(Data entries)
● ● ● ● ●
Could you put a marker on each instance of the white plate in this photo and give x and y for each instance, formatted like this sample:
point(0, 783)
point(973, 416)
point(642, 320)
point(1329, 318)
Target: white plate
● ● ● ● ●
*ABOUT THIS TASK*: Word for word, write out all of the data above.

*OUTPUT OF THE TASK*:
Could you put a marker on each instance of the white plate in this photo and give x and y for each instance, formatted like this sample:
point(0, 783)
point(973, 416)
point(642, 320)
point(1329, 318)
Target: white plate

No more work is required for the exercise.